◆ **PROMPT**
Swap every "Provide" in the records for "Return", leaving all else unchanged.

(Items listed in a dataset)
════════════════

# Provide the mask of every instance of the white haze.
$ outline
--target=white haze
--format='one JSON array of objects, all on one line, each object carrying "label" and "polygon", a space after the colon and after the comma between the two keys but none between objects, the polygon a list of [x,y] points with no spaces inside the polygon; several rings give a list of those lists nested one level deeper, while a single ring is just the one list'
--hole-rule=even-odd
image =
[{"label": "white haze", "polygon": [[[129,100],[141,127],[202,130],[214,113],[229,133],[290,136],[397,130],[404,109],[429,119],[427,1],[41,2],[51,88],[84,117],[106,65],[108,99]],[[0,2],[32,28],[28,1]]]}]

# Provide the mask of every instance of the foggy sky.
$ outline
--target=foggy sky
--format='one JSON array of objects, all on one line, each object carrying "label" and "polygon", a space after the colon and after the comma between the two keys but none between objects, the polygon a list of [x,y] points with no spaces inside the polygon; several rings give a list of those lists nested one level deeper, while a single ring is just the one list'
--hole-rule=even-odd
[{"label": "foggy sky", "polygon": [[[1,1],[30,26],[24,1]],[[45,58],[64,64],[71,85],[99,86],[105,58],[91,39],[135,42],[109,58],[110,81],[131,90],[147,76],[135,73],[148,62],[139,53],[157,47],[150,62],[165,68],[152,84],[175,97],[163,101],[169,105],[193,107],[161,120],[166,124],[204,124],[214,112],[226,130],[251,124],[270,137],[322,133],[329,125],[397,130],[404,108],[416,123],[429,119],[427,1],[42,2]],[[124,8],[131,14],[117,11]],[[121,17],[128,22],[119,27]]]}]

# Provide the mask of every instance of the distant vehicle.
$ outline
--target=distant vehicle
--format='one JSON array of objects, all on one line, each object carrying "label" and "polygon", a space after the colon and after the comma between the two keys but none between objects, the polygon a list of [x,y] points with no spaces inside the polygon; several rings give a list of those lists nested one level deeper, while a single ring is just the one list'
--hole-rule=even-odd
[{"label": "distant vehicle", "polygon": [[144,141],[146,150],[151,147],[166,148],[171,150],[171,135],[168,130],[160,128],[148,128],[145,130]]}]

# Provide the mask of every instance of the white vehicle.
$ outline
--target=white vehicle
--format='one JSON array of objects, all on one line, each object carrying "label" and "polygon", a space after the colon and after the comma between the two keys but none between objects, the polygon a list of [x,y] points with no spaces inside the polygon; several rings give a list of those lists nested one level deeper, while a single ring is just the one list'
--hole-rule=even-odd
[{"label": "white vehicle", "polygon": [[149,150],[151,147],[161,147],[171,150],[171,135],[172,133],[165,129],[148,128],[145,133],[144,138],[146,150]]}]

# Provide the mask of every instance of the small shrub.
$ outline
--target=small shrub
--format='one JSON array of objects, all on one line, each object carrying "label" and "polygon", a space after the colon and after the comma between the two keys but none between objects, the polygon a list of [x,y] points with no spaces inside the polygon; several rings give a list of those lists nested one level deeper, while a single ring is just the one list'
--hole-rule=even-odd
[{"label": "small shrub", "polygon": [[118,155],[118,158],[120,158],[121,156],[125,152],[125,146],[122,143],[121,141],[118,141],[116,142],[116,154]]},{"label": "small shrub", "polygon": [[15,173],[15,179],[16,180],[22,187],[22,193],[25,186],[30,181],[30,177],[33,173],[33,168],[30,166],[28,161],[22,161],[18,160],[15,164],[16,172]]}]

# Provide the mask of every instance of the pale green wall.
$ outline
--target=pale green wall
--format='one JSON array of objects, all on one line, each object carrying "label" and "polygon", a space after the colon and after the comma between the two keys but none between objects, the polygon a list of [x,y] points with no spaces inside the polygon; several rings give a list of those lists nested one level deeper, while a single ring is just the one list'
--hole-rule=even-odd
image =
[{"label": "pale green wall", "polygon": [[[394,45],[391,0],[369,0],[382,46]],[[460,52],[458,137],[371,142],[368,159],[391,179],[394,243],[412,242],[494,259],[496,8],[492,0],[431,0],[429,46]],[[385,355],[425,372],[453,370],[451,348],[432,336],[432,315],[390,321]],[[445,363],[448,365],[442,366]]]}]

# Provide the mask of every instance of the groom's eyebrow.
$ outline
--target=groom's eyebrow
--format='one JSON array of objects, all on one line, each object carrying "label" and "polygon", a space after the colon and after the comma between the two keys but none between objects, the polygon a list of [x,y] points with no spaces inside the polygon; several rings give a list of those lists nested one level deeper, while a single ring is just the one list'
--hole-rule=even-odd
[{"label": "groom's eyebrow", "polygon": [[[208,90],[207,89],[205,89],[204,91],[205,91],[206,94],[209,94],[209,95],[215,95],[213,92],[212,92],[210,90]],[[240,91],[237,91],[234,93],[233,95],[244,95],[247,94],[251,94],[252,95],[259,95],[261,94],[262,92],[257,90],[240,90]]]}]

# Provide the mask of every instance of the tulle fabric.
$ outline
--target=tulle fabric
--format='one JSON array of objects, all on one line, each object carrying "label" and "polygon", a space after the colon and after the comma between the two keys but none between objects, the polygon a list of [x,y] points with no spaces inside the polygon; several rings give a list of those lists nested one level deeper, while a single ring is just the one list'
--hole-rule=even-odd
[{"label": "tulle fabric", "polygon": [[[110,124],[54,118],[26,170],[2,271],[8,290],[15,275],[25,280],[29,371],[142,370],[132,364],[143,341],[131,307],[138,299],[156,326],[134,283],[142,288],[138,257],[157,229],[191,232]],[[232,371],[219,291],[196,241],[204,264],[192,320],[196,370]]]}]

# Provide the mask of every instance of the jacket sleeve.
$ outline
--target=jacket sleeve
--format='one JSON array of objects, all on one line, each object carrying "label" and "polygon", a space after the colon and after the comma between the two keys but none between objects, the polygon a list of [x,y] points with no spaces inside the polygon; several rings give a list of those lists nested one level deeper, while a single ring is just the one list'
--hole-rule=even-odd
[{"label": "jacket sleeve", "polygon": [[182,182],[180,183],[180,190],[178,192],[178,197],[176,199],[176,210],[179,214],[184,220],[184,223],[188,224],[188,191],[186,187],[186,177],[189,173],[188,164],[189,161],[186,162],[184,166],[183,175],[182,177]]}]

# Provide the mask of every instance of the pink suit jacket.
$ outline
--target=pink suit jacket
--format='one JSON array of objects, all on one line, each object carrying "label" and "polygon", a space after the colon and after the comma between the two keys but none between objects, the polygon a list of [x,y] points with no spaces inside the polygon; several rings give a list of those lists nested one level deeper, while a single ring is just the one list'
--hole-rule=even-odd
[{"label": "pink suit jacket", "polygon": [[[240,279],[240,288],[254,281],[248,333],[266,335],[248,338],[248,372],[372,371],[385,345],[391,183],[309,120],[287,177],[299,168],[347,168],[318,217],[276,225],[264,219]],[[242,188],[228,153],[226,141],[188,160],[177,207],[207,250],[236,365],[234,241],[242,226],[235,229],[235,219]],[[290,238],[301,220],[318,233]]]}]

════════════════

◆ **ANSWER FOR THE TASK**
# Return the mask of every instance of the white haze.
$ outline
--target=white haze
--format='one JSON array of objects, all on one line, each object carrying "label" and "polygon", a space after the colon and after the comma between the two keys but none between objects, the polygon a list of [x,y] points with no spaces inside the polygon; several rings give a list of those lists nested one level deeper, while a single ring is just the one list'
--hole-rule=even-odd
image =
[{"label": "white haze", "polygon": [[[129,100],[141,127],[202,130],[214,113],[229,133],[290,136],[397,130],[404,109],[429,119],[427,1],[41,2],[51,88],[84,117],[106,65],[108,99]],[[0,2],[32,28],[28,1]]]}]

# Return the mask of every instance of the foggy sky.
$ outline
--target=foggy sky
--format='one JSON array of objects, all on one line, each object carrying "label" and "polygon", a space after the colon and after the comma between the two keys but none between objects, the polygon a list of [x,y] points with no spaces inside the polygon; several rings give a list of those lists nested one level deeper, while a single ring is just the one list'
--hole-rule=even-odd
[{"label": "foggy sky", "polygon": [[[1,1],[30,26],[24,1]],[[45,58],[64,64],[71,85],[99,86],[105,58],[91,39],[135,42],[109,58],[110,81],[131,90],[147,76],[135,73],[148,62],[139,53],[157,47],[150,62],[165,68],[152,84],[175,97],[163,101],[169,105],[193,107],[161,120],[166,124],[204,124],[214,112],[226,130],[251,124],[270,137],[322,133],[329,125],[397,130],[404,108],[416,123],[429,119],[427,1],[42,2]],[[124,8],[131,14],[117,11]],[[121,17],[128,22],[119,27]]]}]

# Return the mask of every instance of the distant vehicle.
$ outline
--target=distant vehicle
--format='one JSON array of objects, all on one line, each object carrying "label" and "polygon", a space after the colon and after the comma between the two keys but none between objects, the polygon a list of [x,y] points with no spaces inside the polygon; several rings give a list of those lists nested one level deeper, while a single ring is just the one list'
--hole-rule=even-odd
[{"label": "distant vehicle", "polygon": [[144,141],[146,150],[151,147],[166,148],[171,150],[171,135],[168,130],[160,128],[148,128],[145,130]]}]

# Return the mask of every instance of the white vehicle.
$ outline
--target=white vehicle
--format='one JSON array of objects, all on one line, each object carrying "label" and "polygon", a space after the colon and after the comma between the two keys but none between objects, the polygon a list of [x,y] points with no spaces inside the polygon; several rings give a list of those lists nested one level deeper, while a single ring is just the one list'
--hole-rule=even-odd
[{"label": "white vehicle", "polygon": [[149,150],[151,147],[161,147],[171,150],[171,135],[172,133],[165,129],[148,128],[145,133],[144,138],[146,150]]}]

# Return the mask of every instance of the small shrub.
$ outline
--target=small shrub
--format='one JSON array of objects, all on one line, each object carrying "label" and "polygon", a space after the colon and after the comma between the two keys but none between objects, the polygon a list of [x,y] points with no spaces inside the polygon; several rings give a list of those lists nested one level deeper, while a single ring is just the one list'
--hole-rule=even-odd
[{"label": "small shrub", "polygon": [[118,155],[118,158],[120,158],[121,156],[125,152],[125,146],[122,143],[121,141],[118,141],[116,142],[116,154]]},{"label": "small shrub", "polygon": [[15,173],[15,179],[16,180],[22,187],[22,193],[25,186],[30,181],[30,177],[33,173],[33,168],[30,166],[28,161],[22,161],[18,160],[15,164],[16,172]]}]

# Return the mask of every instance of the pale green wall.
$ outline
--target=pale green wall
--format='one JSON array of objects, all on one line, each object carrying "label" and "polygon", a space after the colon and after the comma between the two keys but none between objects, the polygon a list of [x,y] points with no spaces inside the polygon; several rings give a list of those lists nested one level deeper, while a single ring is just the one list'
--hole-rule=even-odd
image =
[{"label": "pale green wall", "polygon": [[[394,45],[391,0],[369,0],[382,46]],[[460,52],[458,137],[371,142],[368,159],[391,179],[394,243],[412,242],[494,259],[496,8],[492,0],[431,0],[429,46]],[[385,355],[425,372],[453,370],[451,348],[432,336],[432,315],[390,321]],[[445,363],[448,365],[442,366]]]}]

# Return the mask of every instance of the groom's eyebrow.
$ outline
--target=groom's eyebrow
--format='one JSON array of objects, all on one line, each object carrying "label" and "polygon", a space after the colon and after the comma between the two keys but none between objects, the polygon a list of [x,y] points with no spaces inside the polygon; several rings give a list of those lists nested one level deeper, while a single ring is just the one list'
--hole-rule=even-odd
[{"label": "groom's eyebrow", "polygon": [[[208,90],[207,89],[205,89],[204,91],[205,91],[206,94],[209,94],[209,95],[215,95],[213,92],[212,92],[210,90]],[[240,91],[237,91],[234,93],[233,95],[244,95],[247,94],[251,94],[252,95],[259,95],[261,94],[262,92],[257,90],[240,90]]]}]

# Return the mask of every instance of the tulle fabric.
$ outline
--target=tulle fabric
--format='one JSON array of objects, all on one line, each object carrying "label" and "polygon", a space after the colon and after the comma between the two keys but none between objects, the polygon a list of [x,y] points with no spaces inside the polygon; several rings give a list of those lists nested one level deeper, while a single ring is just the one list'
--hole-rule=even-odd
[{"label": "tulle fabric", "polygon": [[[110,124],[54,118],[26,170],[2,271],[8,290],[15,275],[25,280],[29,371],[142,370],[132,364],[143,341],[131,307],[138,299],[156,326],[134,283],[142,288],[138,257],[157,229],[191,232]],[[232,371],[219,291],[196,241],[204,264],[192,320],[196,370]]]}]

# Return the mask of every instance of the jacket sleeve.
$ outline
--target=jacket sleeve
--format='one JSON array of objects, all on one line, each object carrying "label" and "polygon", a space after the colon and after the comma between the two keys but none between objects, the polygon a list of [x,y] points with no spaces inside the polygon; several rings give a list of those lists nested one level deeper, while a single ring is just the one list'
--hole-rule=even-odd
[{"label": "jacket sleeve", "polygon": [[182,182],[180,183],[180,190],[178,192],[178,197],[176,199],[176,210],[179,214],[184,220],[184,223],[188,224],[188,191],[186,187],[186,177],[189,173],[188,164],[189,161],[186,162],[184,166],[183,175],[182,177]]}]

# Return the mask of every instance of the pink suit jacket.
$ outline
--target=pink suit jacket
--format='one JSON array of objects, all on one line, each object carrying "label" and "polygon", a space after the colon and after the comma between the two keys but none between objects, the polygon a list of [x,y] points with no spaces inside the polygon; several rings give a list of those lists nested one level deeper, while a single ring is just the one list'
--hole-rule=even-odd
[{"label": "pink suit jacket", "polygon": [[[240,279],[240,288],[254,281],[248,333],[266,335],[248,338],[248,372],[372,371],[385,345],[391,183],[309,120],[287,177],[299,168],[347,168],[318,217],[276,225],[264,219]],[[242,188],[228,153],[226,141],[188,160],[177,207],[207,250],[236,365],[234,241],[242,226],[235,229],[235,219]],[[290,238],[301,220],[318,233]]]}]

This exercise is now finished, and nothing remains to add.